__AIM__. The required result is the exact run of lines beginning at the one containing "Put a marker on every instance of the cathedral" and ending at the last line of the entries.

__LISTING__.
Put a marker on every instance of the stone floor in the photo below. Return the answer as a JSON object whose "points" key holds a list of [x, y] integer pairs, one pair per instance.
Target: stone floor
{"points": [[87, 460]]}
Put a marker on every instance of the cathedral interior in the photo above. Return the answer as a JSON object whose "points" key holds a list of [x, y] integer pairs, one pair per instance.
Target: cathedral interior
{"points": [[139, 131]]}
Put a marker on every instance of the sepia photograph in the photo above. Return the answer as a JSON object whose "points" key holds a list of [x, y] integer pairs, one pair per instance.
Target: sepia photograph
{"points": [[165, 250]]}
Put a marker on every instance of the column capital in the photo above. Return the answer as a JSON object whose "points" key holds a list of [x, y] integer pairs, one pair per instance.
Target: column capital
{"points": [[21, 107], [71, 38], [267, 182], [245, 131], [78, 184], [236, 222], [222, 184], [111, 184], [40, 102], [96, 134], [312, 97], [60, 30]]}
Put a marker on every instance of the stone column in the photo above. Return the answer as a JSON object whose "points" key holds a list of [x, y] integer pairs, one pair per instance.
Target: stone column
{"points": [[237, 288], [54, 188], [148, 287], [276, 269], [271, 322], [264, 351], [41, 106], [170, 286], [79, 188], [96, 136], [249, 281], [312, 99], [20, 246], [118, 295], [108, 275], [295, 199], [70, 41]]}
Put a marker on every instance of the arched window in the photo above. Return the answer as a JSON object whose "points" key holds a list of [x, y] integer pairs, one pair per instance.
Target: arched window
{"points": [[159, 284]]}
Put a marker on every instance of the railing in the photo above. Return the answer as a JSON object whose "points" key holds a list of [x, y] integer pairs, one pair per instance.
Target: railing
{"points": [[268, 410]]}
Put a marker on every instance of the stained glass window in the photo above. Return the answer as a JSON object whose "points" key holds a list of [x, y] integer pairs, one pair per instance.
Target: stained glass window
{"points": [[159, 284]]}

__TASK RESPONSE__.
Put a marker on every instance of the cathedral interior in the photo above. Return the answer as a JSON object whose "points" key holds a list of [x, y] integer pairs, one pair per instance.
Target: cathedral interior
{"points": [[139, 131]]}
Put a marker on every instance of the sepia photograph in the photo above. Return the answer as a JSON object whose "points" key holds a list of [x, y] integer pairs, one pair per instance.
Target: sepia photograph
{"points": [[165, 250]]}
Put a marker on every instance of the column capital in the photo above. Return the answer as a JSON object whose "points" key holds a list of [x, y] integer pairs, one pair per instance.
Target: column capital
{"points": [[21, 107], [71, 38], [267, 182], [245, 131], [78, 184], [236, 222], [222, 184], [111, 184], [40, 102], [96, 134], [312, 97], [60, 30]]}
Put a marker on every instance of the stone column in the photo above. Return the answer as a JSON object whose "points" key holds a list of [x, y] integer pairs, one pair per instance.
Target: stone column
{"points": [[237, 288], [54, 188], [148, 287], [276, 269], [271, 322], [264, 351], [41, 106], [170, 286], [79, 188], [96, 136], [249, 281], [312, 99], [20, 246], [118, 295], [108, 275], [295, 199], [70, 41]]}
Put a marker on every instance of the arched window in the photo above. Return the answer as a JSON object whose "points" key holds a list of [x, y] integer pairs, one pair per instance.
Target: arched window
{"points": [[159, 284]]}
Put a marker on every instance of the railing in the photo above. Return the answer as a JSON object whose "points" key holds a list of [x, y] integer pairs, one pair per instance.
Target: railing
{"points": [[268, 410]]}
Put a marker on every instance of the stained glass window in the photo above. Return the answer as a JSON object whose "points" key holds a list of [x, y] integer pairs, one pair per instance.
Target: stained glass window
{"points": [[159, 284]]}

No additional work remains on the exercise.